[Stored dataset rows]
>>
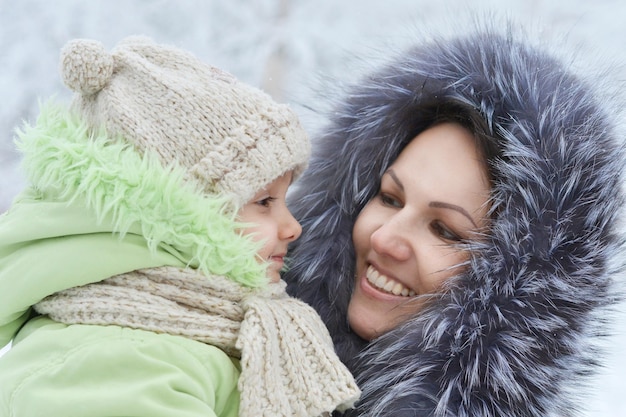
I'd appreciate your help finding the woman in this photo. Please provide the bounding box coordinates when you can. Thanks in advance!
[285,23,624,417]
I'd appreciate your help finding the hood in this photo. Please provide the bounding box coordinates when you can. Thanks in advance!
[285,29,624,417]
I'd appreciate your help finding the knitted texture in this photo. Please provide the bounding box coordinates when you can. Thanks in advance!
[61,37,309,209]
[34,267,360,417]
[17,103,267,286]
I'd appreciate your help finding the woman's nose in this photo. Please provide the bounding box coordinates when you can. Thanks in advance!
[279,210,302,242]
[370,219,412,261]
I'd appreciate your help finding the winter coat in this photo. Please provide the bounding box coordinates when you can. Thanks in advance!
[285,29,624,417]
[0,107,264,417]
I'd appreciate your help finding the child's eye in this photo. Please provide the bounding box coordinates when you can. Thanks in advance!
[255,197,276,207]
[380,193,402,208]
[430,220,463,242]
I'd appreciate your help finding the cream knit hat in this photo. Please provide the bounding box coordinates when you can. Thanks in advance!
[61,37,310,208]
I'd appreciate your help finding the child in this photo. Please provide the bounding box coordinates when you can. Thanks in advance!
[0,37,359,417]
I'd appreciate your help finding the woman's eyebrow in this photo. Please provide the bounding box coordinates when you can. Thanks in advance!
[385,168,478,228]
[428,201,478,228]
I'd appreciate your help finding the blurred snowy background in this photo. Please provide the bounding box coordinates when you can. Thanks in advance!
[0,0,626,417]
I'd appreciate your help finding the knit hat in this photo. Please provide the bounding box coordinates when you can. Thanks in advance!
[61,37,310,208]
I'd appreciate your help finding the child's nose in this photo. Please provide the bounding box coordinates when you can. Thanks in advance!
[279,210,302,242]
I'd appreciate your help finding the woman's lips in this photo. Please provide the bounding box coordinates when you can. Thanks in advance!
[365,265,416,297]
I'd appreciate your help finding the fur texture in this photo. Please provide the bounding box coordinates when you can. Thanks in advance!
[285,26,624,417]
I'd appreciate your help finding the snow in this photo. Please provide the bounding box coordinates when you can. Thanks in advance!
[0,0,626,417]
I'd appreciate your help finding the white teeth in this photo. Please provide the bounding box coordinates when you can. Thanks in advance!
[365,265,415,297]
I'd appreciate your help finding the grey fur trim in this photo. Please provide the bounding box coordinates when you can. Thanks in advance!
[285,23,625,417]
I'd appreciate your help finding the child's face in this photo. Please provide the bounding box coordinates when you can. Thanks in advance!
[238,171,302,282]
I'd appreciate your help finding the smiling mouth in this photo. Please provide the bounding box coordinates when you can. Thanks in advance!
[365,265,416,297]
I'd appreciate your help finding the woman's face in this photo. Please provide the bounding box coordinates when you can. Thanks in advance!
[348,123,490,340]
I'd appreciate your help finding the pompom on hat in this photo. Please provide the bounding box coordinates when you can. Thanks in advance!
[60,36,310,208]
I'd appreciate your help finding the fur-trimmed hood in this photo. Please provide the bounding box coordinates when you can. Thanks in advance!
[285,26,624,417]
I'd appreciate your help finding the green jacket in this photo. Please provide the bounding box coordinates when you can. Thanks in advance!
[0,105,265,417]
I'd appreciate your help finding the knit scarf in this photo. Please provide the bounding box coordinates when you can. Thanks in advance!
[34,267,360,417]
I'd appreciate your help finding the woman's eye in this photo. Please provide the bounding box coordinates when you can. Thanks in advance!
[430,221,463,242]
[256,197,276,207]
[380,193,402,208]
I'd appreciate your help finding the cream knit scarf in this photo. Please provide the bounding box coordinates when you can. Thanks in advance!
[35,267,360,417]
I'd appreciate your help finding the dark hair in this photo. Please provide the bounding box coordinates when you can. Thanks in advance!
[402,99,502,185]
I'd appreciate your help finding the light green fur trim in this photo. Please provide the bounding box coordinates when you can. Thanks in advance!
[17,103,267,286]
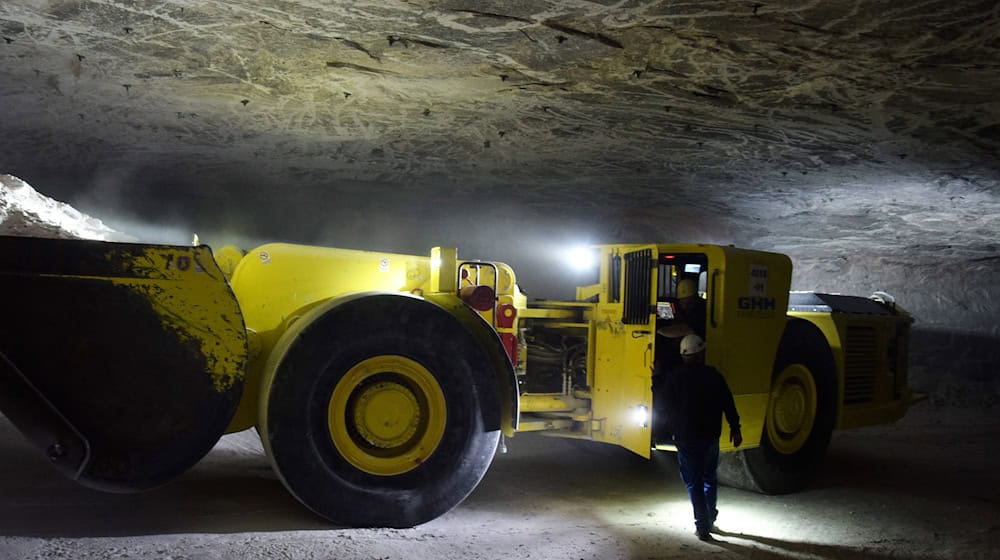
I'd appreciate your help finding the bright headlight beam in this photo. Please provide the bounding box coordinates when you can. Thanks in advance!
[632,404,649,428]
[566,246,597,271]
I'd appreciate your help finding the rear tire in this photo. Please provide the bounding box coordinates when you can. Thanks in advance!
[719,321,837,494]
[260,294,500,527]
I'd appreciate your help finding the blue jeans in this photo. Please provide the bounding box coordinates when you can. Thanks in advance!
[674,440,719,533]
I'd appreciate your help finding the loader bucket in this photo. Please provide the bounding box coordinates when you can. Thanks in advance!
[0,237,247,492]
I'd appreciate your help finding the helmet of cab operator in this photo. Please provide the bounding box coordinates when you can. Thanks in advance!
[681,334,705,356]
[677,278,698,299]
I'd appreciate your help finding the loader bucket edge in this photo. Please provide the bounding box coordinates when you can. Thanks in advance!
[0,236,247,492]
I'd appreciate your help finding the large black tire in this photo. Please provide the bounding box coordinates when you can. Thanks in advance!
[259,294,500,527]
[719,320,837,494]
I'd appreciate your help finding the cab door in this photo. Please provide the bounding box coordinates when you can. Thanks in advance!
[592,245,657,457]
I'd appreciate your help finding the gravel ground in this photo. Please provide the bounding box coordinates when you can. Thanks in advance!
[0,403,1000,560]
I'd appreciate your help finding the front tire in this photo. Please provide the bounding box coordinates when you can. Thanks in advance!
[720,321,837,494]
[260,294,500,527]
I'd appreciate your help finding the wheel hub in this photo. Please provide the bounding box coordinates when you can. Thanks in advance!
[327,355,448,476]
[354,382,421,449]
[766,364,817,455]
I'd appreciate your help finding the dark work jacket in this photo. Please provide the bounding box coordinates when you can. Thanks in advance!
[657,363,740,443]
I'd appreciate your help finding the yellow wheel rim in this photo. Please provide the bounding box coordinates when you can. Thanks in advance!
[327,356,448,476]
[767,364,816,454]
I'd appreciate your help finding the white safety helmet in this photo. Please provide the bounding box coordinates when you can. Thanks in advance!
[681,334,705,356]
[677,278,698,299]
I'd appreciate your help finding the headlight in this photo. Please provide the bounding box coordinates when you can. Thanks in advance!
[632,404,649,428]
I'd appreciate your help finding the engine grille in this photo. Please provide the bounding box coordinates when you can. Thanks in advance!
[844,326,879,405]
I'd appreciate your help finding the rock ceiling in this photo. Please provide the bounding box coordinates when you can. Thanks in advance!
[0,0,1000,266]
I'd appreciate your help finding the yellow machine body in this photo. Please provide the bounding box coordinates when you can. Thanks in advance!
[0,234,912,527]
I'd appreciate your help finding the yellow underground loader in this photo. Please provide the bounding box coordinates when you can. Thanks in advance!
[0,237,913,527]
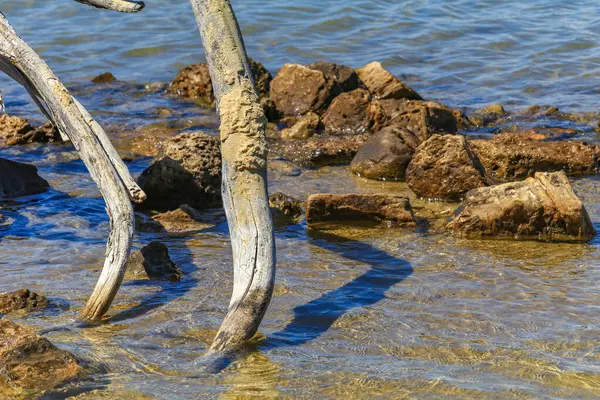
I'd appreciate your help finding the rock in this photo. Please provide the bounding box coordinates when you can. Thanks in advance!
[0,158,50,198]
[350,126,421,181]
[92,72,117,83]
[308,61,363,96]
[127,242,183,282]
[271,64,333,115]
[306,194,415,229]
[356,62,422,100]
[281,112,321,140]
[469,133,600,182]
[138,132,221,210]
[323,89,386,134]
[0,289,48,314]
[379,100,458,141]
[406,135,491,201]
[447,172,596,241]
[269,192,304,224]
[269,134,368,168]
[0,319,86,398]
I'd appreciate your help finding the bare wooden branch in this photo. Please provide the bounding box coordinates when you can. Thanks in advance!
[190,0,275,351]
[0,13,144,320]
[75,0,145,13]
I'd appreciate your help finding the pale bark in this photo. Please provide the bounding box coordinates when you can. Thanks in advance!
[75,0,145,13]
[0,13,145,320]
[190,0,275,351]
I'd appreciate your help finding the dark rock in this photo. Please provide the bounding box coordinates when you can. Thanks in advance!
[356,62,422,100]
[269,193,304,224]
[469,133,600,182]
[138,132,221,210]
[306,194,415,229]
[92,72,117,83]
[127,242,183,282]
[323,89,386,134]
[0,158,50,198]
[0,319,86,399]
[0,289,48,314]
[271,64,333,115]
[406,135,491,201]
[269,134,368,168]
[281,112,321,140]
[447,172,596,241]
[350,126,421,181]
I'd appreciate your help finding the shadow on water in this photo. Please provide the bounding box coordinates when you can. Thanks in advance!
[260,231,413,348]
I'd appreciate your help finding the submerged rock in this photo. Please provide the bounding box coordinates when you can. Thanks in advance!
[269,192,304,224]
[0,319,86,398]
[350,125,421,181]
[469,133,600,182]
[138,132,221,210]
[356,62,422,100]
[0,158,50,198]
[306,194,415,229]
[269,134,368,168]
[406,135,491,201]
[127,242,183,282]
[446,172,596,241]
[0,289,48,314]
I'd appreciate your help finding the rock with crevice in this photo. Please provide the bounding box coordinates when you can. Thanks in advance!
[406,135,493,202]
[446,172,596,241]
[0,319,87,399]
[138,132,221,210]
[306,194,416,229]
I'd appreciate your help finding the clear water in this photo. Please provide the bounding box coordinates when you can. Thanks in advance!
[0,0,600,399]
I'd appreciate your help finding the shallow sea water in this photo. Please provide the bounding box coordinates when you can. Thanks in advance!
[0,0,600,399]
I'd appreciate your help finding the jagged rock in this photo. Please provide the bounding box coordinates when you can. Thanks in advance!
[469,133,600,182]
[271,64,333,115]
[350,125,421,181]
[0,158,50,198]
[127,242,183,282]
[323,89,386,134]
[269,192,304,223]
[0,319,86,398]
[138,132,221,210]
[447,172,596,241]
[406,135,491,201]
[281,112,321,140]
[356,62,422,100]
[269,134,368,168]
[0,289,48,314]
[306,194,415,229]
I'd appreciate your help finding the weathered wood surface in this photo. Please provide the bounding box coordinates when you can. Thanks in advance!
[190,0,275,351]
[0,10,145,320]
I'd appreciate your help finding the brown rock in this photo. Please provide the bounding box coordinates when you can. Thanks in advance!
[0,158,50,198]
[447,172,596,241]
[271,64,333,115]
[269,134,368,168]
[350,126,421,181]
[127,242,183,282]
[306,194,415,229]
[281,112,321,140]
[406,135,490,201]
[356,62,422,100]
[323,89,385,133]
[269,192,304,223]
[0,289,48,314]
[138,132,221,210]
[469,133,600,182]
[0,320,85,398]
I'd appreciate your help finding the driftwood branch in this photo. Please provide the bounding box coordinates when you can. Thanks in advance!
<<
DIRECTION
Starting at the row containing "I'd appreciate your help finding the dark work" and ending after the row containing "[657,363,740,443]", reproduce those rows with the request text unchanged, adding 107 to every bounding box coordinate.

THE SOLUTION
I'd appreciate your help finding the dark work jacket in this photo. Please provide the bounding box coordinates when you can. Thanks in advance!
[764,470,847,550]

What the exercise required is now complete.